:: PASSAGE TO READ ::

Still at home in Amsterdam, July 1942, she writes: "I will promise you one thing, God, a small thing it is: I will not hang my worries for the near future as weights on today; but that takes practice. Every day now is enough in itself. I shall help you, God, that you do not give up on me, but I cannot guarantee anything. But this becomes more clear to me: that you cannot help us, but that we need to help you, and by doing so, we help ourselves. And this is the only thing that we can save and also the only thing that matters: a piece of you in us, God. And maybe we can also work together to reveal you in the wounded hearts of others."
In the care of Etty, God indeed was safe.
Friday, July 27, 2012
"The Piece of Heaven Outside My Window"
I have hesitated a long time before deciding to write about the woman who has been an inspiration to me for over three decades: a woman who found God by looking deep into herself. This statement could so easily sound like an evangelical calling, but such an association could not be further from the essence of the person to whom I am referring. For whatever she might have discovered, it was not religion in the context that most of us would recognise it. For her, religion merely meant one's own personal relationship with God, and seeing that God in everyone. The woman was Etty Hillesum, a young Dutch Jewish woman who, in the heart of the Holocaust, manifested a world of beauty and reverence.
'Become who you are', was the lesson received by Etty Hillesum from her spiritual teacher, the palmist Julius Spier. And during the extreme conditions of the Second World War, that is what she strived to do. She remained true to herself, and through her example she has become a guiding light for many to this day. Her diary and letters bear witness to her spiritual awakening. She gradually learned to recognise a certainty in herself, a specific something that could never be taken away from her, a something that in a way made her invulnerable. In that part of her soul she recognised God.
The writing of her diary had a meditative effect upon her spirit. She ventured ever deeper into herself, eventually to discover God in the depths of her soul: "..and here is perhaps the most perfect expression of my life's feeling: I rest in myself. And that 'myself', that deepest and richest part of me in which I rest, I call 'God'."
On the day that Julius Spier died, on the very day that the Gestapo would come to take him away, Etty wrote: "You have allowed me to speak the name of God. You have been the intermediary between God and myself, and now you, my teacher, are gone, and with you my direct path to God. It is good that this happens, that is what I feel."

:::
:: GIVEN DATA ::

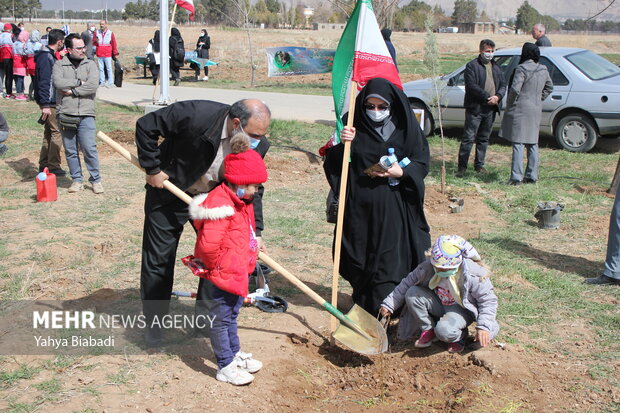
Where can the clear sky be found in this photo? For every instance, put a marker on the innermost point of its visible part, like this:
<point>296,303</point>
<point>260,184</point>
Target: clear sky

:::

### TASKS AND EXERCISES
a) Please write out the part of the piece on Etty Hillesum starting at "I have hesitated" and ending at "beauty and reverence.".
b) Write what comes next in the piece on Etty Hillesum, picking up after its final sentence.

### WRITTEN ANSWERS
a)
I have hesitated a long time before deciding to write about the woman who has been an inspiration to me for over three decades: a woman who found God by looking deep into herself. This statement could so easily sound like an evangelical calling, but such an association could not be further from the essence of the person to whom I am referring. For whatever she might have discovered, it was not religion in the context that most of us would recognise it. For her, religion merely meant one's own personal relationship with God, and seeing that God in everyone. The woman was Etty Hillesum, a young Dutch Jewish woman who, in the heart of the Holocaust, manifested a world of beauty and reverence.

b)
Etty believed that many people do not handle suffering in the way in which they perhaps need to. "People draw back from feeling suffering, and therefore become further entangled in fear and self-pity: suffering is not beneath human dignity. One can suffer either with or without dignity. What I mean is: most Westerners don't understand the art of suffering, and in its place put a thousand fears. This is no longer living, what most people do: fear, resignation, bitterness, hate, despair. My God, it is all so easily understood. But when this life is taken from them, then not so much is taken away from them? One accepts death as a part of life, including the worst form of death. And do we not live a whole life each day, and does it really make a difference if we live one day shorter or longer? I am with the hungry, with the mistreated, with the dying, every day, but I am also with the jasmin and with the piece of heaven outside my window. There is a place for everything in life. For a belief in God and for a terrible destruction."
The further the diary progresses, the more Etty's life is coloured by the resolution to place herself in the service of others. During the course of the diary she prepares herself more and more to go to the Westerbork concentration camp when her summons arrives, rather than choosing to go into hiding. In the first instance she did not seek to evade what she considered to be her fate and the collective fate of her people; secondly she wanted to go with the others to be a support for them. The last words in her diary underscore this: "One would wish to be a bandage on many wounds."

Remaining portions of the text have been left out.